WHAT IS NEEDED: Copy every entry precisely.

[[ PROVIDED DATA, beginning ]]

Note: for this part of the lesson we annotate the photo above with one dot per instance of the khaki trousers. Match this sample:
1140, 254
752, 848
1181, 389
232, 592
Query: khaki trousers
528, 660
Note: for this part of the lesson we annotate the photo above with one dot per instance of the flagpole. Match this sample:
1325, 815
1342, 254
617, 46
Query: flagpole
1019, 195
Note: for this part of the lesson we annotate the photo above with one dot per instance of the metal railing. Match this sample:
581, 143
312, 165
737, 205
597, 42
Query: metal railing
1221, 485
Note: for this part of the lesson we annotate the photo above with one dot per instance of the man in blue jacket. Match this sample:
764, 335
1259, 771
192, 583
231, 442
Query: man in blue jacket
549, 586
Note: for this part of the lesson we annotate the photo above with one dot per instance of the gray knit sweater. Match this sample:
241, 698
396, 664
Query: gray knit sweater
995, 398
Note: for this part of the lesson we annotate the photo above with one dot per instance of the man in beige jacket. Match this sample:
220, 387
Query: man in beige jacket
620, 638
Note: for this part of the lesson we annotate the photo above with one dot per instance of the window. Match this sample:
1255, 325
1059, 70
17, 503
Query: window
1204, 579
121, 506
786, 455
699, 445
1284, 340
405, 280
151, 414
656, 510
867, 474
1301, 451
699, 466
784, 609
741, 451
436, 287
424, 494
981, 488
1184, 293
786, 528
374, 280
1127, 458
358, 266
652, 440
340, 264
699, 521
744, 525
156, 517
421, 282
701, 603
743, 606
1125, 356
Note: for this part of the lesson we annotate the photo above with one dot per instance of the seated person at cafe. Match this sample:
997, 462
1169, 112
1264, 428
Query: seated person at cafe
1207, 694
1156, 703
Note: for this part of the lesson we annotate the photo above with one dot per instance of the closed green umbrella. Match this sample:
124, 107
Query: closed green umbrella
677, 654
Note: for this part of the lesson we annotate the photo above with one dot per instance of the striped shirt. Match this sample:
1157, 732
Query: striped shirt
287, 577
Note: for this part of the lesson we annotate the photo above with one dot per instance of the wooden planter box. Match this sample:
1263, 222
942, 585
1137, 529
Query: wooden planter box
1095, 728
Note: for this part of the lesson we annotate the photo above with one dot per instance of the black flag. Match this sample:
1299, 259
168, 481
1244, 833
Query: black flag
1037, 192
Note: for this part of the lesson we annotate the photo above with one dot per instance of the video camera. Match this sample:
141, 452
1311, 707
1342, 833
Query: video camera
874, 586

[[ PROVIDED DATA, end ]]

TASK ANSWER:
Note: for this part of the lesson we annotate the photo above with one dot per instance of the khaki trousers. Match this sample:
1140, 254
752, 848
1181, 389
232, 592
Query: khaki trousers
528, 660
Note: for this part of the lesson we annotate the photo above with one dot per instance of the flagpole. Match this sample:
1325, 815
1342, 254
617, 46
Query: flagpole
1019, 195
Note: for this part of the lesson we annotate the photo above with one dot per instance of the metal railing. Match this sample:
581, 143
312, 165
737, 205
597, 42
Query: metal railing
1221, 485
Note: for this part of the lesson we annotate the photo above with one dot per instance of the man in blue jacket. Match this sample:
764, 335
1259, 771
192, 583
231, 442
Query: man in blue jacket
549, 586
Note: for this part of the lesson we annotate the photo above with one dot per instance of the gray knit sweater. Match this sample:
241, 698
396, 664
Query: gray knit sweater
995, 398
Note: for this part of the lesson we annotate the photo above with one dot per instance of the man in beige jacket. Match this sample:
220, 387
Query: man in beige jacket
620, 638
Note: for this part of the lesson we annotate the photo above with one dot per instance of the window. Match this sample:
1255, 325
1059, 70
17, 503
Query: window
1204, 579
121, 506
786, 455
699, 445
1284, 340
405, 280
151, 414
656, 510
867, 474
1301, 451
699, 466
784, 609
741, 451
436, 287
424, 494
981, 488
1184, 293
786, 528
374, 280
1127, 458
358, 266
652, 440
340, 264
699, 521
744, 525
156, 517
421, 282
701, 603
743, 606
1125, 356
Note: for this part of the lesson we annotate the photo above with one dot per instance of the seated person at cafe. Match this sample:
997, 462
1169, 112
1264, 428
Query: seated person at cafe
1207, 694
1156, 703
Note: for this part of the lesson we annotate the photo above with one dot per instance of the closed green umbrella. Match this sample:
124, 107
Query: closed green umbrella
677, 654
Note: for this part of the lesson we annotate the photo above with one dot per instance of the striped shirt. Match this sample:
1157, 732
Query: striped shirt
287, 577
Note: for this part of the lesson we annotate the photo above with one dot per instance of the wooden planter box. Match this sample:
1263, 222
942, 585
1137, 529
Query: wooden planter box
1095, 728
Note: for this part of the lesson we annotate the photo above with one dot per instance of the black flag. Match this sample:
1299, 259
168, 481
1244, 833
Query: black flag
1037, 192
Note: for this part of the lesson we annotate the photo above with one dot per instance of the video camera. Match this sample:
141, 452
1311, 707
1342, 833
Query: video camera
874, 586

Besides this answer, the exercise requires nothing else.